### [任务要求]
请照录下方关于 X-AnyLabeling 模型加载的文段中的一段原文，起于“目前 X-AnyLabeling 内置模型默认是托管到”，止于“中找到您期望加载模型对应的权重文件（没配置科学上网的请自觉走百度网盘链接），最后按照 #23 提供的演示步骤一步步操作即可。”。

一、如何加载内置模型

目前 X-AnyLabeling 内置模型默认是托管到 github 的 release 仓库，因此想要从 GUI 界面直接导入模型的同学需要自行配置科学上网条件，并保持当前网络畅通，否则大概会遇到下载失败的情况。

对由于网络问题未能够从界面顺利下载权重文件至本地的小伙伴，请先从 models_zoo.md 中找到您期望加载模型对应的权重文件（没配置科学上网的请自觉走百度网盘链接），最后按照 #23 提供的演示步骤一步步操作即可。

二、如何加载自定义模型？

2.1 已适配模型

已适配模型指的是 X-AnyLabeling 中已经适配过的网络模型，同样地可参考 models_zoo.md 文档。以 yolov5s 模型为例，现假设用户在本地自己训练了一个 yolov5 检测模型，大家可以把相应的配置文件下载下来，如下所示：

type: yolov5
name: yolov5s-r20230520
display_name: YOLOv5s Ultralytics
model_path: https://github.com/CVHub520/X-AnyLabeling/releases/download/v0.1.0/yolov5s.onnx
nms_threshold: 0.45
confidence_threshold: 0.25
classes:
  - person
  - bicycle
  - car
  - ...

### [待审清单]
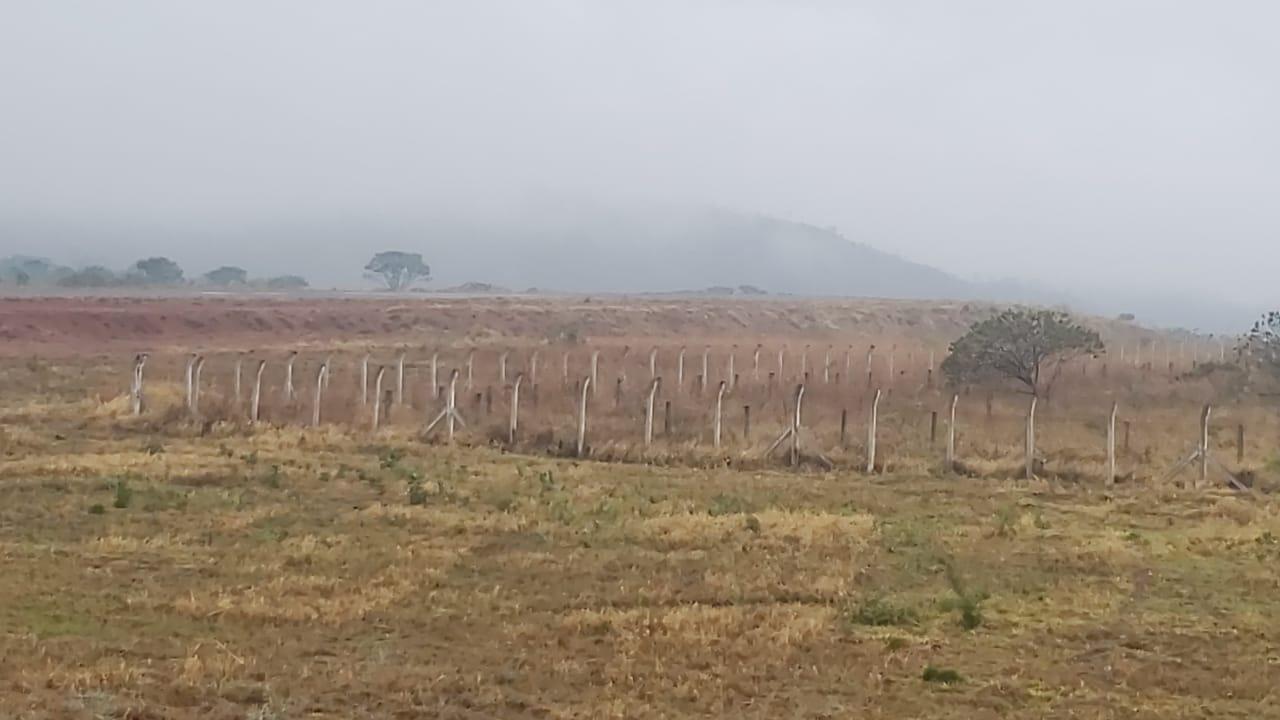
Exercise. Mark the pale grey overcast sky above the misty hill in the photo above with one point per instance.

...

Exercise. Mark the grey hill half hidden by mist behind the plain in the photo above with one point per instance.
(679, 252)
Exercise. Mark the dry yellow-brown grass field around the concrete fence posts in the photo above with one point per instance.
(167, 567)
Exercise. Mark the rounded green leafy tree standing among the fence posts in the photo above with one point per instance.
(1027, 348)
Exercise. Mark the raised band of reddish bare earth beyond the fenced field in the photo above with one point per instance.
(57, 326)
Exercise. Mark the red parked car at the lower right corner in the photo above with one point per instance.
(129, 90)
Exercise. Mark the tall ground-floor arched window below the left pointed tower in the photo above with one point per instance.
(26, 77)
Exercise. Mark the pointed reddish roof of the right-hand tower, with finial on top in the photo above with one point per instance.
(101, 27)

### [您的回答]
目前 X-AnyLabeling 内置模型默认是托管到 github 的 release 仓库，因此想要从 GUI 界面直接导入模型的同学需要自行配置科学上网条件，并保持当前网络畅通，否则大概会遇到下载失败的情况。

对由于网络问题未能够从界面顺利下载权重文件至本地的小伙伴，请先从 models_zoo.md 中找到您期望加载模型对应的权重文件（没配置科学上网的请自觉走百度网盘链接），最后按照 #23 提供的演示步骤一步步操作即可。